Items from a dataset

::::

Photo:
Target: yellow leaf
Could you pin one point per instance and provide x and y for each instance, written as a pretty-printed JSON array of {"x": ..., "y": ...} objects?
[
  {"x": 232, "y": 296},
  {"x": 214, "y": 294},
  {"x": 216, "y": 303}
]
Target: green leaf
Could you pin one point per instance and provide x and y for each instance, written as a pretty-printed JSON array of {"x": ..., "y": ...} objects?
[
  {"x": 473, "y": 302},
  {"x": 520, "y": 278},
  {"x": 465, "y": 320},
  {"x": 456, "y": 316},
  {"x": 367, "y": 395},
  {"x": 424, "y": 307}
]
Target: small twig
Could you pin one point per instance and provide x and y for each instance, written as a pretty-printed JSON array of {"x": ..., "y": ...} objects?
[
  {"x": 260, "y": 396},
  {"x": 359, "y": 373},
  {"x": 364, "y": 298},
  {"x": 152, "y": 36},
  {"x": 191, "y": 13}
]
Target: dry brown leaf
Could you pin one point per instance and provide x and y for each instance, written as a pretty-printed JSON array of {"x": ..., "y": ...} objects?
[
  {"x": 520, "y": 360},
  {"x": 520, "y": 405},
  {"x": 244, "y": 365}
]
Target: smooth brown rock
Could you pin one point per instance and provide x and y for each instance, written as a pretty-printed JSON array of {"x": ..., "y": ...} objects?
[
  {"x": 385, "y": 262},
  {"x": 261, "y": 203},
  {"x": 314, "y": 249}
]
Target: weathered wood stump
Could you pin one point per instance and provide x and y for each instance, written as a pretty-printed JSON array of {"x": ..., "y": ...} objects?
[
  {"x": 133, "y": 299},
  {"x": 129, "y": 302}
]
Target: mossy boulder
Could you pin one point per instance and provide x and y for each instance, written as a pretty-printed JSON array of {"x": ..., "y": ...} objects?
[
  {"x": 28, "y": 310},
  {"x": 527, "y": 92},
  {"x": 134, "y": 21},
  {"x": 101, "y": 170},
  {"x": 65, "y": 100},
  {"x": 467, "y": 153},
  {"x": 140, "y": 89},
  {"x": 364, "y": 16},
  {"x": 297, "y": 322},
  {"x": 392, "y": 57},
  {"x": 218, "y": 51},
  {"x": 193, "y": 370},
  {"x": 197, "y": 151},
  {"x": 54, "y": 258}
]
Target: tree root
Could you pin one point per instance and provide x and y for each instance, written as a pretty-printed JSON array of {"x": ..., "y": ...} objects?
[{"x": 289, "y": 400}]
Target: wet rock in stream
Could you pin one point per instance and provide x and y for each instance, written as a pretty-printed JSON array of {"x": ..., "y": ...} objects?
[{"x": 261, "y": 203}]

::::

■ **What you should do**
Can you quote exactly the lines from the one containing "Target: mossy boulder" through the last line of the records above, and nothing else?

■ **Completed task**
Target: mossy boulder
Could you pin one point per instance and provide x and y for each instance, written as a pretty-printed JSON array of {"x": ..., "y": ...} objects?
[
  {"x": 28, "y": 310},
  {"x": 527, "y": 92},
  {"x": 134, "y": 21},
  {"x": 101, "y": 170},
  {"x": 65, "y": 100},
  {"x": 467, "y": 153},
  {"x": 140, "y": 89},
  {"x": 364, "y": 16},
  {"x": 297, "y": 322},
  {"x": 392, "y": 57},
  {"x": 218, "y": 51},
  {"x": 193, "y": 370},
  {"x": 197, "y": 151},
  {"x": 54, "y": 258}
]
Target: tree root
Could you pin one point per instance and provide x and y for each instance, written as a pretty-printed JSON array of {"x": ..., "y": ...} objects?
[{"x": 289, "y": 400}]
Target: wet rock in stream
Could you pin one point per instance and provide x and y for each instance, written as a pretty-printed JSON array of {"x": ..., "y": ...} objects?
[{"x": 261, "y": 203}]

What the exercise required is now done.